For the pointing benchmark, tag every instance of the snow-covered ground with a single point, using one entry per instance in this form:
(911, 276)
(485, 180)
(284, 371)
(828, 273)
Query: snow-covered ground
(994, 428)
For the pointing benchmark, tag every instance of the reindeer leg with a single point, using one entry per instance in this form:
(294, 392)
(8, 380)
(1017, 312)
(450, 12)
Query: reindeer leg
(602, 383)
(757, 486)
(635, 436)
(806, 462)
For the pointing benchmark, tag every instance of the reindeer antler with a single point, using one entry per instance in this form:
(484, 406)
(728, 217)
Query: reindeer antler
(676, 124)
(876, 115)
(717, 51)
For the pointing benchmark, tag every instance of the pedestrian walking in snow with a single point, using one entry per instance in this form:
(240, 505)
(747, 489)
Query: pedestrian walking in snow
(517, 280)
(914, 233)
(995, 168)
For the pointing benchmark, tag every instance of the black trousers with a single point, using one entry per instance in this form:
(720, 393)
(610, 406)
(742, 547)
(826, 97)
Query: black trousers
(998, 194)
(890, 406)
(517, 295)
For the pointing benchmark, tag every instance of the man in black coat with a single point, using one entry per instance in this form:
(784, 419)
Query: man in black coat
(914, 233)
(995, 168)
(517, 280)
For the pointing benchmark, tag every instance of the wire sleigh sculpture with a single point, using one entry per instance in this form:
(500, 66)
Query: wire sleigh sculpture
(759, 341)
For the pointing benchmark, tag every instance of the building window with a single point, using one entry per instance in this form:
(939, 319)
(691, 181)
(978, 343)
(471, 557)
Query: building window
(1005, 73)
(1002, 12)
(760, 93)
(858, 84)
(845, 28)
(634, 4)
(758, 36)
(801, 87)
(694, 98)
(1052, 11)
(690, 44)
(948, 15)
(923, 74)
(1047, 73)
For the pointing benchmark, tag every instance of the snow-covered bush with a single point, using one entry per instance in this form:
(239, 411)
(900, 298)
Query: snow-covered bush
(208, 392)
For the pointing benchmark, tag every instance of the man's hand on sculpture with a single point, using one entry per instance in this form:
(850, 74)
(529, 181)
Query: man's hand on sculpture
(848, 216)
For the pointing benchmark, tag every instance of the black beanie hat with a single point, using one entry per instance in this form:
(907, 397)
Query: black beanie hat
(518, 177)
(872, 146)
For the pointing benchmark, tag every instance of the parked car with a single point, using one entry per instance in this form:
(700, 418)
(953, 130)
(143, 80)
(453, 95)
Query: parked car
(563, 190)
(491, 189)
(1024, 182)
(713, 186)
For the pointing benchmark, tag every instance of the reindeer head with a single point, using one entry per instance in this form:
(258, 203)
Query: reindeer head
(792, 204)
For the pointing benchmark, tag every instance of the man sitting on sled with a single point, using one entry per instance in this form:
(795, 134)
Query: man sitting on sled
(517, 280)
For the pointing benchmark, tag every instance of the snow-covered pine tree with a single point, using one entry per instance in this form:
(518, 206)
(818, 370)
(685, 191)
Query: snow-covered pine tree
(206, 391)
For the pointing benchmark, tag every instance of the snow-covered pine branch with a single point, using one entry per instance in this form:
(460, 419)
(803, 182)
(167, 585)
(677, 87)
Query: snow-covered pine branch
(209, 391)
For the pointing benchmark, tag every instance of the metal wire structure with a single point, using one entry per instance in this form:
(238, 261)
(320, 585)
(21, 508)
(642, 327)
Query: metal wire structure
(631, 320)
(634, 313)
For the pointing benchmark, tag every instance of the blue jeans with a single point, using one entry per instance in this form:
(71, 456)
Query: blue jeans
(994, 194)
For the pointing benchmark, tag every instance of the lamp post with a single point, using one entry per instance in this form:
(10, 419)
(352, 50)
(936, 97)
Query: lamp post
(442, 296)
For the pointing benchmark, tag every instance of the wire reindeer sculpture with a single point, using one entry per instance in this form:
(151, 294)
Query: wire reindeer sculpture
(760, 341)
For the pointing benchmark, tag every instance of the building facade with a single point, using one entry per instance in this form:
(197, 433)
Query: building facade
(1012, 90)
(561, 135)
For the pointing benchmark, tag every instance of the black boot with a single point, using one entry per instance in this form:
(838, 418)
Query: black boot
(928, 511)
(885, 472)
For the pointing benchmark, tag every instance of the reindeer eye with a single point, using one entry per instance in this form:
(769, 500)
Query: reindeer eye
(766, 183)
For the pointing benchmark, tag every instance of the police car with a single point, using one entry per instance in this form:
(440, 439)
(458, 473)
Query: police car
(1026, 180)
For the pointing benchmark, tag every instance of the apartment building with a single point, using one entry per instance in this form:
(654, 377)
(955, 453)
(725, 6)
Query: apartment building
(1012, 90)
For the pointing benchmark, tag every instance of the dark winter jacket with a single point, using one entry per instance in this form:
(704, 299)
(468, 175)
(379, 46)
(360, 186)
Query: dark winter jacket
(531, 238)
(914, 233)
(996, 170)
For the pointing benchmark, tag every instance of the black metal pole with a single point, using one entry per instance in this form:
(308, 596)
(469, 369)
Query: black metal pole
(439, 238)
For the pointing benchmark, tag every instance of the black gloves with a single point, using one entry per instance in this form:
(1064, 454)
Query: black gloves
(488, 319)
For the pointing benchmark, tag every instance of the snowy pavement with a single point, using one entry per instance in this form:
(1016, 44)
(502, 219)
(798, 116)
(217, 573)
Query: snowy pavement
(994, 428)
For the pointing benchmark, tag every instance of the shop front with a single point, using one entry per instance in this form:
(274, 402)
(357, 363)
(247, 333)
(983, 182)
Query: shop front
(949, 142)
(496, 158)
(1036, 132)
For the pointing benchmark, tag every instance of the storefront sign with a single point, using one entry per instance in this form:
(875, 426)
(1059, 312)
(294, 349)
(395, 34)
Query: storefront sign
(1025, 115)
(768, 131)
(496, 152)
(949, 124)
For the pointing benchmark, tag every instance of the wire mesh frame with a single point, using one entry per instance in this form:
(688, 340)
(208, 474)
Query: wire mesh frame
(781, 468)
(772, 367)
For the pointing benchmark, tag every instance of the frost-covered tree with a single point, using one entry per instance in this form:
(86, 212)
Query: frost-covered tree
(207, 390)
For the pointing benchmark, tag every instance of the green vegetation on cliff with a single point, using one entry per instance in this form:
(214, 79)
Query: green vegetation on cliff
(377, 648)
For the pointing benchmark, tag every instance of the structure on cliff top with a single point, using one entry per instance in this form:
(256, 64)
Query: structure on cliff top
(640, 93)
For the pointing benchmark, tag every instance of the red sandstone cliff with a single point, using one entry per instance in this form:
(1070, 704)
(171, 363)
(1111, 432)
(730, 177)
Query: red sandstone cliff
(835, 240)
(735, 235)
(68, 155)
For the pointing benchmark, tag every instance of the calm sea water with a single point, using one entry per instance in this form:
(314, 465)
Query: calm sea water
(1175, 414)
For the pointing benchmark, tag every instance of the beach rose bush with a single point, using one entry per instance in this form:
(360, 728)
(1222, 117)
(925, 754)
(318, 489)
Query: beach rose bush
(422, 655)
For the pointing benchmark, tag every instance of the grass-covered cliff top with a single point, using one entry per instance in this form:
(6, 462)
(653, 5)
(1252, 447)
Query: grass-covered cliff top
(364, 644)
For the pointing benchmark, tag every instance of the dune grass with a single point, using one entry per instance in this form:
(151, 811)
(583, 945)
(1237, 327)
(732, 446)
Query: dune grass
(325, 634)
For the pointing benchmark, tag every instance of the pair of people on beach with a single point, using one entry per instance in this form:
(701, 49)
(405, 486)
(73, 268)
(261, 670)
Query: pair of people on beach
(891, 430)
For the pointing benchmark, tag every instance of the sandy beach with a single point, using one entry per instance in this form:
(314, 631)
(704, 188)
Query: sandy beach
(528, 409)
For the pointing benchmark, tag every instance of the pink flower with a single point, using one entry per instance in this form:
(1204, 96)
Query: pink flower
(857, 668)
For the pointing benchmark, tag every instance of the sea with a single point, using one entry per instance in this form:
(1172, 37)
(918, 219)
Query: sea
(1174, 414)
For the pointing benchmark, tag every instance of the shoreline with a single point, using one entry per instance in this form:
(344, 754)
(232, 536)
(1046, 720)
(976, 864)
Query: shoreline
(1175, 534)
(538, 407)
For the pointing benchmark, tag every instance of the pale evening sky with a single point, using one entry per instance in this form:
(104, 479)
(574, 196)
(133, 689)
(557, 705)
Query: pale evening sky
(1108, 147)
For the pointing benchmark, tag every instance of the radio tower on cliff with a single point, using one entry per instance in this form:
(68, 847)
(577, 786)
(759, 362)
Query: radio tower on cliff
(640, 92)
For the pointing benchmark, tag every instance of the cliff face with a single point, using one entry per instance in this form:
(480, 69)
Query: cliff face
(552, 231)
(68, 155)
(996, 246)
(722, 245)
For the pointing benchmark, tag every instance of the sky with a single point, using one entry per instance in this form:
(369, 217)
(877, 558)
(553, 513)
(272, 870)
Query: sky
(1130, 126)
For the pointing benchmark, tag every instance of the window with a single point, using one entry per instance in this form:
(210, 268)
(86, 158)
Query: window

※

Instructions to follow: Set down, unchanged, the part of the items that opens with the line containing "For the pointing benchmark, tag every instance of the window" and closes with the last line of the items, including both ends.

Reply:
For the pointing benchmark, tag every instance of the window with a single point, using one entry per instance in this form:
(210, 268)
(86, 158)
Query: window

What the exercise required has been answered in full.